[Region pointing data]
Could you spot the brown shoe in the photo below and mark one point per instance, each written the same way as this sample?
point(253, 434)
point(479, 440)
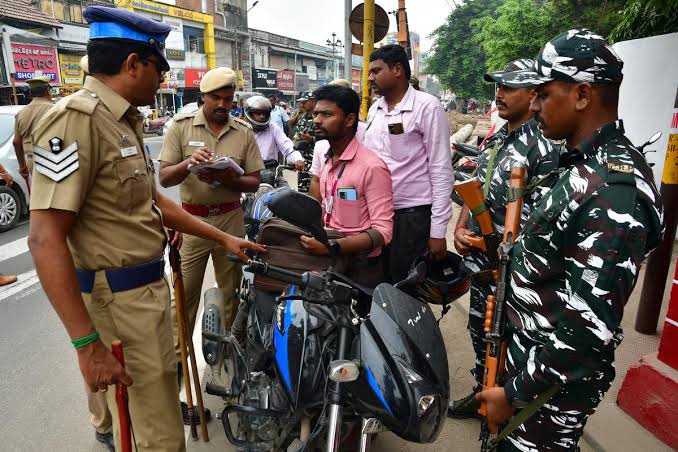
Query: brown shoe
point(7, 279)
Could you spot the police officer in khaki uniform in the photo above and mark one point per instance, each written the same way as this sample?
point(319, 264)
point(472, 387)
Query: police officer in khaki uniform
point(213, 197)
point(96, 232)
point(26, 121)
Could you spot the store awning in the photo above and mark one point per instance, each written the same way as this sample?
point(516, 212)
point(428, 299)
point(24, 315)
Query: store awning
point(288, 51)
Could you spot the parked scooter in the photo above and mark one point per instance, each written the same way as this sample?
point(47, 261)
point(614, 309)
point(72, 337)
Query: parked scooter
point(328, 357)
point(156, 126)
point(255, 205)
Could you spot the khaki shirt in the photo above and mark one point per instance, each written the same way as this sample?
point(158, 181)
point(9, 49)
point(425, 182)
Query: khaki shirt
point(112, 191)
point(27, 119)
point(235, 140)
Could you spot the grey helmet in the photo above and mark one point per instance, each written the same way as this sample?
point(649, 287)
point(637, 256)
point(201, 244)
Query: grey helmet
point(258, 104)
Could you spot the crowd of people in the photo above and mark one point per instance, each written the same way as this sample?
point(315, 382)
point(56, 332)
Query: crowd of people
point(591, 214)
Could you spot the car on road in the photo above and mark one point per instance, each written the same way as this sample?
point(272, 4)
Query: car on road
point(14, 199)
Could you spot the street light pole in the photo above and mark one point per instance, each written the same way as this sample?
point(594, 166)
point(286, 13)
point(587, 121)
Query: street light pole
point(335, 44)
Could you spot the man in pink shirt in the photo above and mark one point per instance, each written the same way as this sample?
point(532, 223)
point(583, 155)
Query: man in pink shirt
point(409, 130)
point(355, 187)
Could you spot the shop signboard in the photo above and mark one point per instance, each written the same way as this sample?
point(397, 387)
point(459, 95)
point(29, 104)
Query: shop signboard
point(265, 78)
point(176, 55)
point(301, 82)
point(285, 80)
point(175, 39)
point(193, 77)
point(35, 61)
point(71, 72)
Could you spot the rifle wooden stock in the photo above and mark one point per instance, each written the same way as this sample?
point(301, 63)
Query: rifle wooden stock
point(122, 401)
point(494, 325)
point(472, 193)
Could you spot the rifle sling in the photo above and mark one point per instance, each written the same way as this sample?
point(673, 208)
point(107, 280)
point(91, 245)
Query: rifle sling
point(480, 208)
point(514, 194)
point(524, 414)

...

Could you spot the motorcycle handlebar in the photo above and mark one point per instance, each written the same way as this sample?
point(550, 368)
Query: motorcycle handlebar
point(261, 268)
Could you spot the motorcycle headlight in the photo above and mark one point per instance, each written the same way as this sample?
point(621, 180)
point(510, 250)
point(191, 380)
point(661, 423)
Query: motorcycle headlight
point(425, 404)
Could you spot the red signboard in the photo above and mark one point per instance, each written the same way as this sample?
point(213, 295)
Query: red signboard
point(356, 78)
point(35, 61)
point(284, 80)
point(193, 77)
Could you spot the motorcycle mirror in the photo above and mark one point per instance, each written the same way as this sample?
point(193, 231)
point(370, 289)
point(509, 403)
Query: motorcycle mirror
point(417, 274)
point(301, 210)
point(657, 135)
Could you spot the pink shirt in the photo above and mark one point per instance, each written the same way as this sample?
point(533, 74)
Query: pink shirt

▶ **WHAT THIS TASK INVOLVES**:
What you need to produce is an exact copy of the entries above, limited to the lines from the one with "point(479, 440)" up to and including the one with "point(29, 104)", without pictures.

▶ **ANSWER SPACE**:
point(479, 440)
Query: brown shoe
point(7, 279)
Could you spot the police officer in khaki uniform in the photo above and mark one point per instance, each written the same way as this sample?
point(319, 264)
point(472, 387)
Query: police officer in khaki uniform
point(213, 197)
point(96, 232)
point(26, 121)
Could you spot the store awning in the photo above and mark one point per instance, each written the same way as this sample?
point(516, 212)
point(428, 299)
point(24, 315)
Query: store awning
point(288, 51)
Could you spot the parked scooter in the photo above and mark one point per instance, each written the same way as this sample?
point(47, 261)
point(614, 309)
point(72, 337)
Query: parked scooter
point(328, 357)
point(156, 126)
point(255, 205)
Could you spot the khaki shirt in the photo above and mark one point per instance, each written the same way as this sample?
point(158, 181)
point(9, 49)
point(425, 182)
Query: khaki shirt
point(112, 191)
point(27, 119)
point(235, 140)
Could you spot the grey helmet in the photo above and mark one point per instance, each written the same way as this sample?
point(649, 287)
point(637, 256)
point(201, 244)
Query: grey helmet
point(258, 104)
Could you spot the crowd of people in the photo above and mark one point per instance, each written the same way as this sample?
point(315, 382)
point(56, 332)
Query: crowd of people
point(591, 214)
Could you spot the car on road in the photo above and mark one point per instance, each written the same way as this sample?
point(272, 4)
Query: car on road
point(14, 199)
Could you spot the street light pole in the photo above and mark one point per instance, each written the same way as this sample?
point(594, 166)
point(286, 13)
point(587, 121)
Query: street light pole
point(335, 44)
Could you spot the man in pink shirt in the photo above and mark one point per instance, each written the same way as this sample?
point(532, 223)
point(583, 155)
Query: man in pink shirt
point(409, 130)
point(355, 187)
Could you spot the shop signboard in the photo above and mark one point per instance, each written the same way as this sample?
point(397, 387)
point(459, 95)
point(29, 104)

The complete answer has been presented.